» **What to produce**
Rewrite the records starting with the line containing "Check that one keypoint sits on every instance of the parked" and going on through the end of the records, requests included, shifting every coordinate in the answers by adding 85 to each number.

Location identification entries:
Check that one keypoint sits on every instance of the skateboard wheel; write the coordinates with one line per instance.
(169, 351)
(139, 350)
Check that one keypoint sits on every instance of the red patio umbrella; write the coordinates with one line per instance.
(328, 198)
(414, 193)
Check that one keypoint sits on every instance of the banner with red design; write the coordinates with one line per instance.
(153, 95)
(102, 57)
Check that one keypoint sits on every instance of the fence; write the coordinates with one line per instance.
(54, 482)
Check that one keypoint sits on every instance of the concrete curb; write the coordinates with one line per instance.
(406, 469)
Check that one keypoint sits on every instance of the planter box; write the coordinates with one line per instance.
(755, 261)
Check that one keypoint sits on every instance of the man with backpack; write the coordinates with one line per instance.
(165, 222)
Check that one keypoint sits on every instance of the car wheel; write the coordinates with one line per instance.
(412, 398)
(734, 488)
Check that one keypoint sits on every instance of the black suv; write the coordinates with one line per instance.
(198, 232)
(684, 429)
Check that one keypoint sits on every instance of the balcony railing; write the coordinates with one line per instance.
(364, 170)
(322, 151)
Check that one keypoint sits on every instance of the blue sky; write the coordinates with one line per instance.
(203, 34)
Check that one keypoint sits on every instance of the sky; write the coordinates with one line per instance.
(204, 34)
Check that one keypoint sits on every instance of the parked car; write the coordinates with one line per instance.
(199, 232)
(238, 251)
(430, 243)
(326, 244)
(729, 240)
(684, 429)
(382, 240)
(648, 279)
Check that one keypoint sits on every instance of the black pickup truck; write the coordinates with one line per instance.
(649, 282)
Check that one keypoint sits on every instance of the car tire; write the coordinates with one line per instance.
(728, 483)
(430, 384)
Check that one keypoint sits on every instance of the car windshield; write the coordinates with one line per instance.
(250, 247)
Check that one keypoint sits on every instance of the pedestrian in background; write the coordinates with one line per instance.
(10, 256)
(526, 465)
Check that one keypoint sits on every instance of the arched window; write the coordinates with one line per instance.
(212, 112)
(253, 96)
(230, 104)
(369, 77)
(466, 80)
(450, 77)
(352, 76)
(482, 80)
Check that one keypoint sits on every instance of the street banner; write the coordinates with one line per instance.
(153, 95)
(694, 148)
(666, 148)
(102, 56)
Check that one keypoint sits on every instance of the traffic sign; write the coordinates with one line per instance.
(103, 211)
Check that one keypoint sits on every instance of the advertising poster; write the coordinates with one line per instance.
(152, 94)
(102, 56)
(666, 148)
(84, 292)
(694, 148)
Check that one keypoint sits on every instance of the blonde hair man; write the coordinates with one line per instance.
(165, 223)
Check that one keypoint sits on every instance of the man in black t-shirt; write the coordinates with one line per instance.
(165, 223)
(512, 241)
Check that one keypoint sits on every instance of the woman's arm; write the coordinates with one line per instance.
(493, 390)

» **Written solution**
Check that one keypoint sits on every instance of the parked car; write the coordinates with one line per instance.
(284, 317)
(323, 336)
(515, 328)
(411, 329)
(814, 325)
(769, 514)
(467, 325)
(733, 364)
Check that one keypoint sits on every instance of the black pickup truck; write the coordinates with one line per instance.
(734, 367)
Check that one keypoint sits on every instance of the car tire; write the coordinates with one line per instance.
(813, 568)
(515, 469)
Check that one keypoint sits on every instance of the car windshield; write the coordinates with one line per instance.
(335, 332)
Check that one keypoint sits on every instance of the pedestrian in background; write the coordinates with one line per instance.
(95, 341)
(611, 550)
Check that one keypoint sits on every instance of the arched window; write the coordinates with one line per instance.
(297, 197)
(338, 181)
(315, 189)
(454, 162)
(551, 165)
(535, 162)
(437, 161)
(567, 165)
Check that one keypoint sits on every instance of the street banner; write the coordinates with one line per instance.
(238, 180)
(779, 233)
(751, 233)
(187, 141)
Check that one keypoint sits on every instance of the traffic sign; write the coordinates with one line per instance.
(188, 296)
Check that one keypoint sits on every instance of the advertising poster; write the coordinates with one line per instance.
(237, 179)
(187, 141)
(751, 233)
(169, 377)
(779, 233)
Check that one keypoint sits on every instance of the blonde hair man; write the coordinates with one line per instance.
(250, 308)
Check that one keypoint sits on every instance of the man in black t-shirt; write the coordinates with one line per instance.
(250, 308)
(597, 326)
Check that one keypoint sits on every instance of the woman's arm; write the coordinates with one line per instance.
(578, 475)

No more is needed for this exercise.